--- begin Material ---

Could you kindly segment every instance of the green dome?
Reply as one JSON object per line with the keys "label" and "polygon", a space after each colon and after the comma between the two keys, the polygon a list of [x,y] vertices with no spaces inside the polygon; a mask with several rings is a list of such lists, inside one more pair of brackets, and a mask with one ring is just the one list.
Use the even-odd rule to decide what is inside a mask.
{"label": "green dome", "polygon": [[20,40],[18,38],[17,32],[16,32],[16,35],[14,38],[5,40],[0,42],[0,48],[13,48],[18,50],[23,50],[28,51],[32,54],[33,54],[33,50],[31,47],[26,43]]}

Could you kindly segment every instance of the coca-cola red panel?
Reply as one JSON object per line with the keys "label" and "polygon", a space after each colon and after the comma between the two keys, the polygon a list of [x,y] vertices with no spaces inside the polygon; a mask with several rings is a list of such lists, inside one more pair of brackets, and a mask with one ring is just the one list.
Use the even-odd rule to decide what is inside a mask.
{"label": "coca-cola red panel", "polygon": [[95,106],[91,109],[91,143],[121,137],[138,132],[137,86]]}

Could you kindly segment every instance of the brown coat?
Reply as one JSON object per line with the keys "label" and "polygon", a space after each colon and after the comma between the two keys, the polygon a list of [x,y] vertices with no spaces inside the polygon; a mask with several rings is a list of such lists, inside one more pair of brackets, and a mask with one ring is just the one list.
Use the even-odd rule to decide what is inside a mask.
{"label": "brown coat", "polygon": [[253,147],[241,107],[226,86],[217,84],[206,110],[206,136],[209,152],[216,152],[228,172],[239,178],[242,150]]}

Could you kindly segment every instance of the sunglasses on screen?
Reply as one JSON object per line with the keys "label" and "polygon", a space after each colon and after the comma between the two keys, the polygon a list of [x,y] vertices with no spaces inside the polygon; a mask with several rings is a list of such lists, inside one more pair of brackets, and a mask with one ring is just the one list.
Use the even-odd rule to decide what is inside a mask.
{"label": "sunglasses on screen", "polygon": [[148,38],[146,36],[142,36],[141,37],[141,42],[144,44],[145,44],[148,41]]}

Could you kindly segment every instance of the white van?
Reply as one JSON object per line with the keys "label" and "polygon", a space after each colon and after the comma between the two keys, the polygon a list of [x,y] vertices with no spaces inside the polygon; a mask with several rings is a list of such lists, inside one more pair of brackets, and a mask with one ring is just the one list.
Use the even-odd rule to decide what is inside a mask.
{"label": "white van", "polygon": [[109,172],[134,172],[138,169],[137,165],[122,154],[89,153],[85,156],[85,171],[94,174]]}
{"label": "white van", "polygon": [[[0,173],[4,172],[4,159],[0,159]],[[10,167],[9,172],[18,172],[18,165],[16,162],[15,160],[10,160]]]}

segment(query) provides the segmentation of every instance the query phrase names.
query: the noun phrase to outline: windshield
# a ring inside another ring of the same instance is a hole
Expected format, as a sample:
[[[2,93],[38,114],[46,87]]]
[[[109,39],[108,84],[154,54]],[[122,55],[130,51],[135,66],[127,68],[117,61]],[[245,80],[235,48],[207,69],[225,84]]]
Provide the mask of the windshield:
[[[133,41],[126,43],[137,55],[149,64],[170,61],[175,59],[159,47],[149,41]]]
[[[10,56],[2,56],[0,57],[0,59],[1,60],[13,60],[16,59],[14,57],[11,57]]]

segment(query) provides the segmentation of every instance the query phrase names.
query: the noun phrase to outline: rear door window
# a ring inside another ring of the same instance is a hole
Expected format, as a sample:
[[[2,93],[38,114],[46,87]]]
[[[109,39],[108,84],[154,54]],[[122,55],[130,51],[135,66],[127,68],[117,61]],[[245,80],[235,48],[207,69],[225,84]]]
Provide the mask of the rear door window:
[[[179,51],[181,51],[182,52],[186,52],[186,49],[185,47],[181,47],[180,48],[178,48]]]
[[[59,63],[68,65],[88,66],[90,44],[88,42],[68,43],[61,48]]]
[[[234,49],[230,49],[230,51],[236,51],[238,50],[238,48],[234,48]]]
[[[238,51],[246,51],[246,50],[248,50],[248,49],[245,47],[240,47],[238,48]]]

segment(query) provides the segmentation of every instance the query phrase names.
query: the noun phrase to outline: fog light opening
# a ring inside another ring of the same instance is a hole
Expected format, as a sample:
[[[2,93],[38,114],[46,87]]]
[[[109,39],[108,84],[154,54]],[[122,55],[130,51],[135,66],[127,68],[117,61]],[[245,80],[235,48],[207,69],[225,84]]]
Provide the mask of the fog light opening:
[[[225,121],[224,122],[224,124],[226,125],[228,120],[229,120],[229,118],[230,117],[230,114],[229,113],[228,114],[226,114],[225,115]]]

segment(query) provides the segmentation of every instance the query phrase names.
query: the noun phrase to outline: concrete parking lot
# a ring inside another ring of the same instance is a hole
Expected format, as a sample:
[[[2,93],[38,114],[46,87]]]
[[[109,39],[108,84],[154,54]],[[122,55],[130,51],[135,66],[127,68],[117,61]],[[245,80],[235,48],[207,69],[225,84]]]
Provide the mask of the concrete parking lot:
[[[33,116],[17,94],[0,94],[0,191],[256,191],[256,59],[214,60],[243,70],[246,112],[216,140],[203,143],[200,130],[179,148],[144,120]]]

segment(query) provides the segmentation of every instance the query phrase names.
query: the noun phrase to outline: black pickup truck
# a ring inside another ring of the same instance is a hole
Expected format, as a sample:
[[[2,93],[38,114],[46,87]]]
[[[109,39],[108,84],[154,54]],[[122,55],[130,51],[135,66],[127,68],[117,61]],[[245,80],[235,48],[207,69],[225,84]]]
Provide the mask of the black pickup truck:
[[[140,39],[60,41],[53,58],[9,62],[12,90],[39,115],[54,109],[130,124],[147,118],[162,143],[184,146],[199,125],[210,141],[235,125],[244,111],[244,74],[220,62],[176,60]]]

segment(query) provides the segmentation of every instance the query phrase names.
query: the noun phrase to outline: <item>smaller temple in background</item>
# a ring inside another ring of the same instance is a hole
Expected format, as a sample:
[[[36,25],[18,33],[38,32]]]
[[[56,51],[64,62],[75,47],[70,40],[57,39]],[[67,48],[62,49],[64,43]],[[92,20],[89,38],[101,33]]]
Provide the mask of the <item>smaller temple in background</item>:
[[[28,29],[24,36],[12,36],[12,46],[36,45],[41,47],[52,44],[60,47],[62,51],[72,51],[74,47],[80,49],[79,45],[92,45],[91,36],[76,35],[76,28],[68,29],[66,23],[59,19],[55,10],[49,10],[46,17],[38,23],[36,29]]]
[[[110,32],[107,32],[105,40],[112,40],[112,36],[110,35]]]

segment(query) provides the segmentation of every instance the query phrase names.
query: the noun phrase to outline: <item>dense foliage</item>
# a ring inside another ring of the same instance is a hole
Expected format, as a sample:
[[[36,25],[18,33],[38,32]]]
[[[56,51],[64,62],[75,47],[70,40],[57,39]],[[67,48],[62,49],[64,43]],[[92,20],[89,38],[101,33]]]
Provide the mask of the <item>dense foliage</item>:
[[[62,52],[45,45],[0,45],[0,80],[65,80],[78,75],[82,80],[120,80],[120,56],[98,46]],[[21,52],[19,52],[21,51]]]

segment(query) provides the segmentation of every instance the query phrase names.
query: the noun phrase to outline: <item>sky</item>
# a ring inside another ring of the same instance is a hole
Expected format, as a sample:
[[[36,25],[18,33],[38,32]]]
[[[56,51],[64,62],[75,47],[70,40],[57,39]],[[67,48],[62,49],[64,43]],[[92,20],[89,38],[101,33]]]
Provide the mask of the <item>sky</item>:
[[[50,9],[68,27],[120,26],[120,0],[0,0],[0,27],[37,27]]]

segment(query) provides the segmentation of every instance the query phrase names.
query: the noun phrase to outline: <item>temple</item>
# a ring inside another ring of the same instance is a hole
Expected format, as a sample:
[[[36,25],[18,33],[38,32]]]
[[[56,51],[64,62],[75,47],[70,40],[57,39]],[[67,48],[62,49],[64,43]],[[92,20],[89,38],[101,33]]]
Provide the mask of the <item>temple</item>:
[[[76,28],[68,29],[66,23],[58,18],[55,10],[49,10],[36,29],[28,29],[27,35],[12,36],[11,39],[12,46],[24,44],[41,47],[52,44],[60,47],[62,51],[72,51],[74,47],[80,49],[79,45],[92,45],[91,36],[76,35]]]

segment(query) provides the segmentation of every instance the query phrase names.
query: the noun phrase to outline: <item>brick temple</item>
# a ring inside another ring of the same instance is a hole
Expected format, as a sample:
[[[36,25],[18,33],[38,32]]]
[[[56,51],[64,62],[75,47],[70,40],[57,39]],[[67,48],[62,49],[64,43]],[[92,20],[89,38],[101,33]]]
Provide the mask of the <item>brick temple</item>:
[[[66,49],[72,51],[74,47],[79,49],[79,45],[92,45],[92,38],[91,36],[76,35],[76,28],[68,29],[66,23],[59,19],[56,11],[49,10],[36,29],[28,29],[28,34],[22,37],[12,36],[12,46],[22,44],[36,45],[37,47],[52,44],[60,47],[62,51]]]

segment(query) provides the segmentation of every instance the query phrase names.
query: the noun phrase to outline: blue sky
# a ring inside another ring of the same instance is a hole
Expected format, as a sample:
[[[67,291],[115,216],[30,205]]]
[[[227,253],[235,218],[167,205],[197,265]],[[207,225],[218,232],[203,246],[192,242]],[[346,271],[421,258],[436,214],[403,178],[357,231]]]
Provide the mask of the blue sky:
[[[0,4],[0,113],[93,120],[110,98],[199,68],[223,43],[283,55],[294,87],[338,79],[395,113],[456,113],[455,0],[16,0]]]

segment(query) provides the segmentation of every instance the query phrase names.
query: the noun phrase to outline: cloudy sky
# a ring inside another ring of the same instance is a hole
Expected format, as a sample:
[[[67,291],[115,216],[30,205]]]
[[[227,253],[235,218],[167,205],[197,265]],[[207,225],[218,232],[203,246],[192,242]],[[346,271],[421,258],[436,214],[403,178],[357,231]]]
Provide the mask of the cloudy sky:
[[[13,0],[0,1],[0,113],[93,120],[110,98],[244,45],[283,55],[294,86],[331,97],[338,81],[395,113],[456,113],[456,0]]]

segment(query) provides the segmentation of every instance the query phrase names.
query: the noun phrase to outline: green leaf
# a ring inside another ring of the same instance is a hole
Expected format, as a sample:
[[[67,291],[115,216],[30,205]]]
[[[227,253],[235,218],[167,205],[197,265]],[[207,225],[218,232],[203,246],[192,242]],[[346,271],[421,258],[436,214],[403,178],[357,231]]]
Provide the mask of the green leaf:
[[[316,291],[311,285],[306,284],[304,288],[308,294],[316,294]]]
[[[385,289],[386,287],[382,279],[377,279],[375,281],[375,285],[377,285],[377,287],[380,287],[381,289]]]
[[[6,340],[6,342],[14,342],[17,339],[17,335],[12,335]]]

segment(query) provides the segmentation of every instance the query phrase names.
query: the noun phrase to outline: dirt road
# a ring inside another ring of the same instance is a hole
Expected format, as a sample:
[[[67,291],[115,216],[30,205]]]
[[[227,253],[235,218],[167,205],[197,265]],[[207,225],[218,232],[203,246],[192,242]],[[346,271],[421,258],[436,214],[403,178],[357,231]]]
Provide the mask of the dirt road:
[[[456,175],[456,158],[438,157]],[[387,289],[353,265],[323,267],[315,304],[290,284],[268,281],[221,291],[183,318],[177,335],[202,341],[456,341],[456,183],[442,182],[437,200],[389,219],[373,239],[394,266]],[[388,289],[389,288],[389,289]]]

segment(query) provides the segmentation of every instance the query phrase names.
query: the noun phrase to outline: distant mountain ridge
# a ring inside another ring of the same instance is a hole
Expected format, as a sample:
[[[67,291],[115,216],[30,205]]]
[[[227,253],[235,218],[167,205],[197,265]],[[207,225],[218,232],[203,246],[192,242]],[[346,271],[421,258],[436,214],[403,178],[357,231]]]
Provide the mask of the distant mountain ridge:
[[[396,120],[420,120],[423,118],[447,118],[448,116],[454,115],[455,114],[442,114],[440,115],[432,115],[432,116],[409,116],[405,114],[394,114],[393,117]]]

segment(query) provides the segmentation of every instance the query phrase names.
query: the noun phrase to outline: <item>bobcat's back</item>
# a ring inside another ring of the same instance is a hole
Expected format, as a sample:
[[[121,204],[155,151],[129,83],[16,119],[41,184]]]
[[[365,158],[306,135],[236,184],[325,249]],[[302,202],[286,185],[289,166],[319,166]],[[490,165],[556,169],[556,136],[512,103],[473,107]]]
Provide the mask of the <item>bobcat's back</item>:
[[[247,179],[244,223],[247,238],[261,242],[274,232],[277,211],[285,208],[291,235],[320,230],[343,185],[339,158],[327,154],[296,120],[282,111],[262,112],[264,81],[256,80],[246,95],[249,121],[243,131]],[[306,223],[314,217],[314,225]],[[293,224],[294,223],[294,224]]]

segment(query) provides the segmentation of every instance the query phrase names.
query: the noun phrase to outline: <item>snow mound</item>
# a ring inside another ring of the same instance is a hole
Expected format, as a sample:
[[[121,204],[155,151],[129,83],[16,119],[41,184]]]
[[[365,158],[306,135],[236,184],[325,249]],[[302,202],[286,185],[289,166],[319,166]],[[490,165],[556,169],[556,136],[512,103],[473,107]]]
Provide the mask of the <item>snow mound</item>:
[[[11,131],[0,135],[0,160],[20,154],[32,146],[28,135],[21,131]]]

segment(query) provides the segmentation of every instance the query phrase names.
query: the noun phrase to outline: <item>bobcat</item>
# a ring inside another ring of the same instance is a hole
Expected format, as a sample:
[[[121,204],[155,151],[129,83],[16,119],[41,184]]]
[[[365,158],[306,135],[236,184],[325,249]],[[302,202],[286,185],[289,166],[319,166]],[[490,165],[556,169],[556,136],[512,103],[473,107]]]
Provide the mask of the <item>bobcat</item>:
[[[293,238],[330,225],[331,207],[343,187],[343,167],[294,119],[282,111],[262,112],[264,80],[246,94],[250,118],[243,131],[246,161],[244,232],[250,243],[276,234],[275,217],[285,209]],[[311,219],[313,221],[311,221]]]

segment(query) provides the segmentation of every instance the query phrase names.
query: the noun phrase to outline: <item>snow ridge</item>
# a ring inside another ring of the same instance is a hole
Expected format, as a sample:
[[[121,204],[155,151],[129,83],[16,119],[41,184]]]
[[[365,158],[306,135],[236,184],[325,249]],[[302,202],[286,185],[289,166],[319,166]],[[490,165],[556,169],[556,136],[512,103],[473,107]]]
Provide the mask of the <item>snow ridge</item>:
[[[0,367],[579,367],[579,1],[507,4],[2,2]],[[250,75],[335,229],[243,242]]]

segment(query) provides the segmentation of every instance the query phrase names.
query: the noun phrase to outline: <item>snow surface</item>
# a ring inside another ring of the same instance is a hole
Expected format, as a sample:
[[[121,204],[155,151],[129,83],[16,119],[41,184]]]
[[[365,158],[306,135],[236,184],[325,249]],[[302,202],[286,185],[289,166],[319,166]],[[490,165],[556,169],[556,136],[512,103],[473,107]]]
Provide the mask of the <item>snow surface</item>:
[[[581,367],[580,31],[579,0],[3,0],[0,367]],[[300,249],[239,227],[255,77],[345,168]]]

--- end Material ---

What you will do: How many lines in the items above contain the string "rear", with case taken into account? Reply with the number alone.

Full solution: 2